§ WHAT THE EXERCISE ASKS:
Render every entry exactly as it appears.
### TASK MATERIAL ###
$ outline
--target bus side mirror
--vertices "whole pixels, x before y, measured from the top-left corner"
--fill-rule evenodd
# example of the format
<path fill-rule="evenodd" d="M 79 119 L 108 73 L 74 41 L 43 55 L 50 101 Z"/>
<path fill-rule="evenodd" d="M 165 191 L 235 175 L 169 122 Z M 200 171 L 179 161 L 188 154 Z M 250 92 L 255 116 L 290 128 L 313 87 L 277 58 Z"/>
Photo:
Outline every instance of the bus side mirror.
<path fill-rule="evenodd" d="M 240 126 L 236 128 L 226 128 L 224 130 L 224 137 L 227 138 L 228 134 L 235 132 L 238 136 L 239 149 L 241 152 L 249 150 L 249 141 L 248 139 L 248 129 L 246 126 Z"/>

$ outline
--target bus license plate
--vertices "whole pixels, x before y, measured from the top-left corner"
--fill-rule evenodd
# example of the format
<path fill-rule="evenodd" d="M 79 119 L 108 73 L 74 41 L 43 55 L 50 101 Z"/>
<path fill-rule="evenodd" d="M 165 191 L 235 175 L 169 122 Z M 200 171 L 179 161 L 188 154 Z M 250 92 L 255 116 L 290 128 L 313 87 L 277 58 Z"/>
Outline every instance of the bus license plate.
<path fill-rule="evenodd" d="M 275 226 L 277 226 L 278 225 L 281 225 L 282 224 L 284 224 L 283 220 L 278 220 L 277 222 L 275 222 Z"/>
###
§ EXERCISE OUTPUT:
$ outline
--target bus side mirror
--vertices "whole pixels, x before y, measured from the top-left corner"
--fill-rule evenodd
# example of the format
<path fill-rule="evenodd" d="M 79 119 L 108 73 L 74 41 L 43 55 L 50 101 Z"/>
<path fill-rule="evenodd" d="M 165 191 L 235 175 L 169 122 Z M 200 171 L 179 161 L 188 154 Z M 250 92 L 255 116 L 290 128 L 313 87 L 277 58 Z"/>
Photo:
Outline every instance of the bus side mirror.
<path fill-rule="evenodd" d="M 240 126 L 236 128 L 226 128 L 224 130 L 224 137 L 227 138 L 228 134 L 235 132 L 238 136 L 239 149 L 241 152 L 249 150 L 249 141 L 248 139 L 248 129 L 246 126 Z"/>

$ outline
--target bus license plate
--vertices "whole pixels, x before y, measured from the top-left corner"
--fill-rule evenodd
# example of the format
<path fill-rule="evenodd" d="M 79 119 L 108 73 L 74 41 L 43 55 L 50 101 Z"/>
<path fill-rule="evenodd" d="M 165 191 L 235 175 L 169 122 Z M 200 171 L 179 161 L 188 154 Z M 250 92 L 255 116 L 290 128 L 313 87 L 277 58 Z"/>
Outline every instance of the bus license plate.
<path fill-rule="evenodd" d="M 275 226 L 277 226 L 278 225 L 281 225 L 282 224 L 284 224 L 283 220 L 278 220 L 277 222 L 275 222 Z"/>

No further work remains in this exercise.